# [Attività]
Cita per favore, parola per parola e per intero, il testo sull'impatto delle crisi economiche.

Esiste una distanza abissale nel modo in cui le crisi colpiscono l’economia reale (le famiglie o le piccole e medie imprese) e le grandi multinazionali.
Basta constatare come sono andate le cose negli ultimi decenni per rendersene conto. Quando è esplosa la crisi del 2008, con il crollo della banca americana Lehman Brothers che ha trascinato con sé l’intero sistema finanziario mondiale, governi, banche centrali e istituti internazionali hanno stanziato somme stratosferiche per sostenere il settore. Migliaia e migliaia di miliardi finiti nelle casse di banche o compagnie d’assicurazione per scongiurarne il crollo. La conseguenza immediata è stata un’esplosione dei debiti pubblici sovrani che ha imposto manovre di austerità generalizzata: tagli alla spesa pubblica, ai servizi, al welfare che in alcuni casi hanno assunto contorni draconiani. Il cerino, insomma, ha finito per bruciare sugli anelli più deboli della catena.

# [Dati archiviati]
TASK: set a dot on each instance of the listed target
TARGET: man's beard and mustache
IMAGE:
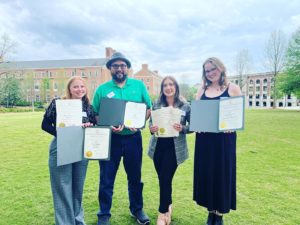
(119, 77)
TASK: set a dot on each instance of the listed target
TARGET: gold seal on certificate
(128, 123)
(89, 154)
(161, 130)
(223, 125)
(61, 125)
(165, 118)
(97, 143)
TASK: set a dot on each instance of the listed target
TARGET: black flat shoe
(210, 219)
(218, 220)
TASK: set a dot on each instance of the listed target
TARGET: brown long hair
(178, 100)
(221, 67)
(68, 91)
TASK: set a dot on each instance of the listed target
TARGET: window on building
(48, 98)
(36, 86)
(55, 86)
(265, 81)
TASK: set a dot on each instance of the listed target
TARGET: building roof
(53, 64)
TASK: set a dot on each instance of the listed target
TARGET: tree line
(282, 59)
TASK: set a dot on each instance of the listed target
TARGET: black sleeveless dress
(215, 168)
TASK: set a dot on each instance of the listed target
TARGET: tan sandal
(162, 219)
(169, 215)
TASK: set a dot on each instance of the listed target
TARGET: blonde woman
(67, 181)
(215, 153)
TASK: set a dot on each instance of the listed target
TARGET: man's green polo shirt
(133, 90)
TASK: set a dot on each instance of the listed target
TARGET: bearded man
(125, 142)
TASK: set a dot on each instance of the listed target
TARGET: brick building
(46, 79)
(258, 91)
(150, 78)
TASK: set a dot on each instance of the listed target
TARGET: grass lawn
(268, 175)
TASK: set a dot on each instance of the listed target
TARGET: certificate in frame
(97, 141)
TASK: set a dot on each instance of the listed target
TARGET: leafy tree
(289, 81)
(242, 64)
(187, 92)
(10, 91)
(274, 53)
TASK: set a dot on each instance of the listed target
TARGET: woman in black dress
(215, 153)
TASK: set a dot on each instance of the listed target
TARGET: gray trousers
(67, 183)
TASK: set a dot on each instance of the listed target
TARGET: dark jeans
(165, 164)
(130, 147)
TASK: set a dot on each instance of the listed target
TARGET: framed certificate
(115, 112)
(69, 145)
(165, 118)
(231, 113)
(218, 115)
(97, 143)
(69, 112)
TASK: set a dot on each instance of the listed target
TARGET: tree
(10, 91)
(242, 64)
(274, 52)
(289, 81)
(45, 87)
(7, 45)
(187, 92)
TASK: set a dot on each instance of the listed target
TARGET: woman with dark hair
(168, 152)
(215, 153)
(67, 181)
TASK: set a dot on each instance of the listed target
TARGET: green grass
(268, 175)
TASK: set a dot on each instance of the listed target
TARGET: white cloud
(173, 37)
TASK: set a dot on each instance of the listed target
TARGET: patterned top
(180, 143)
(49, 120)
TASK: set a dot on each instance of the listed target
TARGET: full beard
(119, 79)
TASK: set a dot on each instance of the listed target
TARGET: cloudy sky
(171, 36)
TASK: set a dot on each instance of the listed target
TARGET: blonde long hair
(220, 66)
(68, 91)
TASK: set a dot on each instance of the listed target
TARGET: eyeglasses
(211, 70)
(116, 66)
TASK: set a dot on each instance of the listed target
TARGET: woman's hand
(153, 129)
(178, 127)
(88, 124)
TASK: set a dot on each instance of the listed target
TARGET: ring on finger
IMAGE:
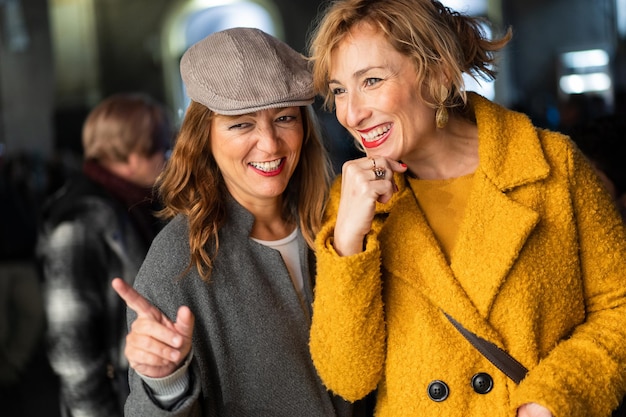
(379, 173)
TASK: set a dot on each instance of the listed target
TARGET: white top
(288, 248)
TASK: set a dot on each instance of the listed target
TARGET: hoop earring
(441, 115)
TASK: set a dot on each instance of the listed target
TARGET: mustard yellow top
(544, 249)
(443, 203)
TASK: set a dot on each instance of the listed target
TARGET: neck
(451, 152)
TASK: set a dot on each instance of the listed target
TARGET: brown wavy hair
(192, 185)
(436, 38)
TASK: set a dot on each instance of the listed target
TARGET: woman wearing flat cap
(220, 311)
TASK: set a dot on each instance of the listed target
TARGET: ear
(133, 163)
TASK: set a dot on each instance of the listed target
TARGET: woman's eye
(286, 118)
(372, 81)
(239, 126)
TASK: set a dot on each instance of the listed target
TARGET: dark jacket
(87, 238)
(251, 331)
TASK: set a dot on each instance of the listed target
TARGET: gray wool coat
(250, 342)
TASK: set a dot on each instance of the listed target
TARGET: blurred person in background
(96, 227)
(603, 141)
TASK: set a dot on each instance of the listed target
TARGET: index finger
(133, 299)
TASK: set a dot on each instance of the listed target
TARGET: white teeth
(266, 166)
(374, 134)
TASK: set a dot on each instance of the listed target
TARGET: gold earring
(441, 115)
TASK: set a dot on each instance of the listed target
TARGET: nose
(267, 138)
(352, 111)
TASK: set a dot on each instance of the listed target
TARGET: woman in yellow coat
(461, 208)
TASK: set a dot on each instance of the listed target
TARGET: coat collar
(494, 228)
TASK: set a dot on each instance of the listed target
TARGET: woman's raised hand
(155, 346)
(364, 182)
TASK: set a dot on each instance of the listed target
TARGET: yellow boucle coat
(541, 253)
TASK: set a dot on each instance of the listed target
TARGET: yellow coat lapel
(494, 229)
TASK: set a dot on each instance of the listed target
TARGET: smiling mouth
(376, 133)
(268, 166)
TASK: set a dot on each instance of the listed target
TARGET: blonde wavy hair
(437, 39)
(193, 186)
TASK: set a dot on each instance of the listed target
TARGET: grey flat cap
(243, 70)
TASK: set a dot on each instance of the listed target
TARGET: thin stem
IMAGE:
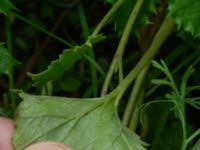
(9, 47)
(43, 30)
(135, 113)
(134, 95)
(121, 47)
(195, 134)
(159, 39)
(184, 136)
(85, 30)
(107, 17)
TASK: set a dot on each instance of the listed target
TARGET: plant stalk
(107, 17)
(117, 60)
(162, 34)
(134, 96)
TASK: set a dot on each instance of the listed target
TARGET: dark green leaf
(6, 61)
(84, 124)
(171, 138)
(6, 6)
(160, 82)
(196, 146)
(110, 1)
(186, 14)
(57, 67)
(142, 19)
(70, 83)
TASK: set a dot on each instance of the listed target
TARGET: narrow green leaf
(84, 124)
(186, 14)
(6, 6)
(57, 67)
(160, 82)
(122, 15)
(6, 61)
(196, 146)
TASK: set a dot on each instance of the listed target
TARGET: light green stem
(9, 47)
(107, 17)
(195, 134)
(134, 96)
(117, 60)
(159, 39)
(134, 118)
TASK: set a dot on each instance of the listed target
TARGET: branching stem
(117, 60)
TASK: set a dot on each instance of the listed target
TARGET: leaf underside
(187, 15)
(7, 62)
(57, 67)
(84, 124)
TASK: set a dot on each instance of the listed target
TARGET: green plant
(94, 123)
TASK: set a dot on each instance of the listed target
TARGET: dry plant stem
(159, 39)
(117, 60)
(134, 96)
(107, 17)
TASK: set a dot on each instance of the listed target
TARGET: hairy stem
(9, 47)
(159, 39)
(85, 29)
(134, 96)
(107, 17)
(117, 60)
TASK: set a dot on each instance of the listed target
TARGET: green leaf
(6, 6)
(187, 15)
(57, 67)
(196, 146)
(160, 82)
(84, 124)
(110, 1)
(70, 83)
(171, 138)
(6, 61)
(142, 19)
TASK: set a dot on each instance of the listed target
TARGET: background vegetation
(159, 102)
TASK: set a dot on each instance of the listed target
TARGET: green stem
(195, 134)
(134, 96)
(107, 17)
(91, 55)
(159, 39)
(121, 47)
(134, 118)
(9, 47)
(160, 126)
(184, 136)
(43, 30)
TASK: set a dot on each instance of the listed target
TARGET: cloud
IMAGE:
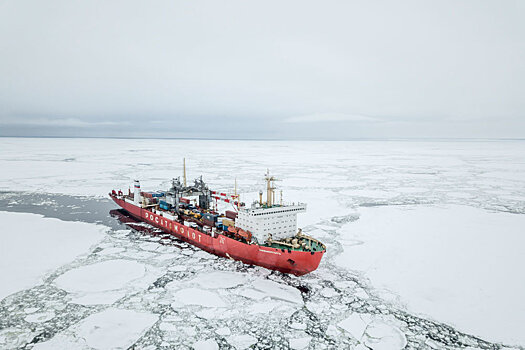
(61, 122)
(329, 117)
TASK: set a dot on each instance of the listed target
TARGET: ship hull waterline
(292, 262)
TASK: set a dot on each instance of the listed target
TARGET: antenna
(184, 166)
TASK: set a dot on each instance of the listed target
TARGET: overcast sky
(263, 69)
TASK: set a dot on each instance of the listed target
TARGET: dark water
(63, 207)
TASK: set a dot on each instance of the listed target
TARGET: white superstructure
(264, 218)
(279, 221)
(136, 192)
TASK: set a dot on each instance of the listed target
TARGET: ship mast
(270, 195)
(184, 166)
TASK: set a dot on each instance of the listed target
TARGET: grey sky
(265, 69)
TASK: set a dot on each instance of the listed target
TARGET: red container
(208, 222)
(231, 214)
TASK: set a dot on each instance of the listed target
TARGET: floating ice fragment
(109, 329)
(241, 341)
(300, 343)
(383, 336)
(195, 296)
(278, 291)
(103, 276)
(354, 325)
(223, 331)
(40, 317)
(178, 268)
(106, 282)
(208, 344)
(329, 292)
(298, 325)
(220, 279)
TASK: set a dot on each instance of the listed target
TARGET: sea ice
(105, 282)
(454, 263)
(219, 279)
(40, 317)
(278, 291)
(196, 296)
(109, 329)
(207, 344)
(241, 341)
(33, 246)
(300, 343)
(383, 336)
(355, 325)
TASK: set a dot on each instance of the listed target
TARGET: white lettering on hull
(176, 227)
(268, 251)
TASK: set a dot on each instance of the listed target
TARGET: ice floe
(33, 246)
(241, 341)
(196, 296)
(109, 329)
(107, 281)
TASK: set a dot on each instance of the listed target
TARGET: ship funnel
(136, 193)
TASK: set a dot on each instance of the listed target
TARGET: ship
(264, 233)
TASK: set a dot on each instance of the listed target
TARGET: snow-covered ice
(196, 296)
(426, 232)
(32, 246)
(241, 341)
(455, 263)
(110, 329)
(105, 282)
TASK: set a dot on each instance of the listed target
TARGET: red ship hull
(293, 262)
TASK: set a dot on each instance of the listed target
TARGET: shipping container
(227, 222)
(231, 214)
(208, 222)
(146, 194)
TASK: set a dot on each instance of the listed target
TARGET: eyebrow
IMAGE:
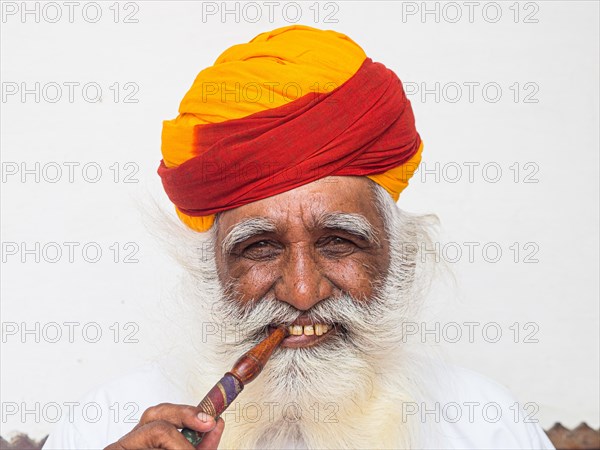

# [Risposta]
Esiste una distanza abissale nel modo in cui le crisi colpiscono l’economia reale (le famiglie o le piccole e medie imprese) e le grandi multinazionali.
Basta constatare come sono andate le cose negli ultimi decenni per rendersene conto. Quando è esplosa la crisi del 2008, con il crollo della banca americana Lehman Brothers che ha trascinato con sé l’intero sistema finanziario mondiale, governi, banche centrali e istituti internazionali hanno stanziato somme stratosferiche per sostenere il settore. Migliaia e migliaia di miliardi finiti nelle casse di banche o compagnie d’assicurazione per scongiurarne il crollo. La conseguenza immediata è stata un’esplosione dei debiti pubblici sovrani che ha imposto manovre di austerità generalizzata: tagli alla spesa pubblica, ai servizi, al welfare che in alcuni casi hanno assunto contorni draconiani. Il cerino, insomma, ha finito per bruciare sugli anelli più deboli della catena.